# Question 1

The file contains 139 000 000 strings with 32 hexadecimal characters.

In [1]:
from tqdm import tqdm
file=open("hash.txt","r")
line=file.readline()
file.close()

In [2]:
line

'844082e02a27ddee8d99ea1af94a2969\n'

Observe that it also read the "\n" character. We will not consider it during the hasing later.

## Hashing function

We use a simple hashing function for this problem since all the strings are quite long. This is also fast to compute.
Given a string $s=c_1c_2...c_{32}$, we define $my\_hash(s)=h+\sum_{n=1}^{32} ord(c_i)\cdot p^{i-1} \ \ \ mod\ 2^{64}$, where $ord()$ is the ASCII value given by the built-in python function while $p$ and $h$ are two fixed primes. We chose $h=7$ and $p=31$ for our purposes, but higher primes can be used. 

In [3]:
p=31
const=2**64
#Since all the strings we're hashing have 32 characters, we can precompute some powers of the prime.
#For 32 digits numbers it is only necessary to use the first 32 powers (including the 0th power).
powers=[1]
for i in range(1,64):
    powers.append((powers[i-1]*p)%const)


In [4]:
def my_hash(string):
    h = 7;
    for i in range(len(string)):
        h +=  ord(string[i])*powers[i]
        #h = h%const
    return h%const

In [5]:
my_hash("844082e02a27ddef8d99ea1af94a2969")

10509802827583165011

The output has to be converted to binary for the HyperLogLog algorithm

## HyperLogLog

HyperLogLog is an algorithm that uses hashing to approximate the number of distinct elements in a list. The main advantage is that it achieves a very high accuracy while using very little memory compared to the naive approach of putting all the elements in a set. For more information, see [here](http://algo.inria.fr/flajolet/Publications/FlFuGaMe07.pdf).

This function adds leading zeros if the binary number doesn't have any.

In [6]:
def add_zeros(string):
    return "0"*(64-len(string))+string

We initialize the registers for the HLL data structure. 

In [7]:
m=16 #This is the number of bits used for buckets 

#Let's define a vector of 2**m integers for the HLL:
registers=[0 for x in range(2**m)]

This function takes as input a binary number in string format (because we want to keep the leading zeros) and returns the index of the corresponding register.

In [8]:
def bucket_index(string):
    temp=string[:m]
    temp=int(temp, 2)
    return temp

This function counts the number of zeros after the digits used to select the register. 

In [9]:
def num_leading_zeros(string):
    string=string[m:]
    maximum=0
    temp=0
    for i in range(len(string)):
        if string[i]=="0":
            temp+=1
        else:
            maximum=temp
            break
            
    return maximum
        
        

We can finally use all these functions to implement the HLL on the "hash.txt" file.

In [10]:
file=open("F:\hash.txt","r")

• [Goal]: Update everything in the HyperLogLog notebook from "Observe that it" down to "of the prime.", changing "fixed primes" to "constant primes". The stored data isn't needed for this.

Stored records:
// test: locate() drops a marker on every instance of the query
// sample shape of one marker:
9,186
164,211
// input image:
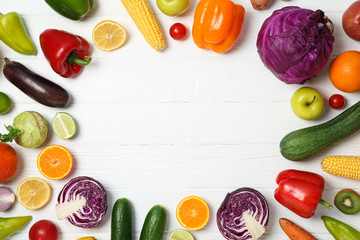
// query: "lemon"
33,193
108,35
5,103
180,234
64,125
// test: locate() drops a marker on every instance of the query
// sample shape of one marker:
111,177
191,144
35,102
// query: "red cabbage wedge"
295,43
83,201
243,215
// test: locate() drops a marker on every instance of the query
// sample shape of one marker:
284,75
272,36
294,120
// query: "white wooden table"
158,127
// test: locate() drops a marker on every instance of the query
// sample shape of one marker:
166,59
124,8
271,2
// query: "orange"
344,71
54,162
193,213
108,35
33,193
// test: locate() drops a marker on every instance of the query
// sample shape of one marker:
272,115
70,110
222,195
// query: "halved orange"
33,193
108,35
54,162
193,213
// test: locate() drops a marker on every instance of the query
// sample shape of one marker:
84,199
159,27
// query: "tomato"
44,230
8,162
336,101
178,31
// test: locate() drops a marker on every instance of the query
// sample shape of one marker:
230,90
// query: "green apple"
173,7
307,103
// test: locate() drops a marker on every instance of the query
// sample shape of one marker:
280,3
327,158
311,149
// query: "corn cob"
343,166
144,18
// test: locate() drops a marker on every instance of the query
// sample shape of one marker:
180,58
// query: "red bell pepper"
300,191
67,53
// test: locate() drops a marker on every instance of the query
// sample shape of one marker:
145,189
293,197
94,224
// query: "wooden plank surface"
157,127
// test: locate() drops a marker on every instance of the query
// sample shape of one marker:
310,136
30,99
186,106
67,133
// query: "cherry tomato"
44,230
8,162
178,31
336,101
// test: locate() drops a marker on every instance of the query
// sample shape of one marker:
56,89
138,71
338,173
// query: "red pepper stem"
326,204
74,59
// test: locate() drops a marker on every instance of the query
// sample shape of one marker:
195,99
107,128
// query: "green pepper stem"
326,204
7,61
13,133
74,59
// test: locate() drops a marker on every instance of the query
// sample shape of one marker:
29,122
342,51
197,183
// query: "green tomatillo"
13,34
29,130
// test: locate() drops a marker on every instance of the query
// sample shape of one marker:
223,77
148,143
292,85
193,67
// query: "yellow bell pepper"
217,24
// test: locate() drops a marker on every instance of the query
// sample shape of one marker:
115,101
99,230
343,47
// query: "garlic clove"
7,198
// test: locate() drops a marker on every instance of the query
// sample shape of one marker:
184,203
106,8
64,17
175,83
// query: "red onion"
7,198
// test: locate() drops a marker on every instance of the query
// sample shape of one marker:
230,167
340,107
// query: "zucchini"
304,143
154,224
121,220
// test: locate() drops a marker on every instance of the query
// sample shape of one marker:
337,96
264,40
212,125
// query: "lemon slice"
64,125
180,234
33,193
108,35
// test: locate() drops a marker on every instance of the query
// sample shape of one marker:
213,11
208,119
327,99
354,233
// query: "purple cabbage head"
295,43
83,201
244,214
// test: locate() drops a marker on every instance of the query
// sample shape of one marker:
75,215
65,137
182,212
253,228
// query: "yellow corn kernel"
144,18
343,166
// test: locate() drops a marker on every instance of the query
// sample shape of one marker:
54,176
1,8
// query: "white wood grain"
157,127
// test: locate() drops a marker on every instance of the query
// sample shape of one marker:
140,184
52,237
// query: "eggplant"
35,86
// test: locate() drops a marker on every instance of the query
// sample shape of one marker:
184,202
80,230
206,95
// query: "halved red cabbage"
83,201
295,43
244,214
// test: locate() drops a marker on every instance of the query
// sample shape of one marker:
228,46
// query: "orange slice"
33,193
108,35
54,162
193,213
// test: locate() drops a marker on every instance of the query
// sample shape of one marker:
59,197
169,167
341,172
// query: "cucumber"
121,220
304,143
154,224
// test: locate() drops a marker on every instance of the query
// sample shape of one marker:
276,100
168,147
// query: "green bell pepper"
72,9
340,230
10,225
13,34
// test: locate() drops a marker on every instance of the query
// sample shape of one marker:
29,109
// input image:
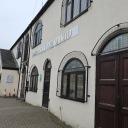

• [Solved problem]:
Observe that it also read the "\n" character. We will not consider it during the hasing later.

## Hashing function

We use a simple hashing function for this problem since all the strings are quite long. This is also fast to compute.
Given a string $s=c_1c_2...c_{32}$, we define $my\_hash(s)=h+\sum_{n=1}^{32} ord(c_i)\cdot p^{i-1} \ \ \ mod\ 2^{64}$, where $ord()$ is the ASCII value given by the built-in python function while $p$ and $h$ are two constant primes. We chose $h=7$ and $p=31$ for our purposes, but higher primes can be used. 

In [3]:
p=31
const=2**64
#Since all the strings we're hashing have 32 characters, we can precompute some powers of the prime.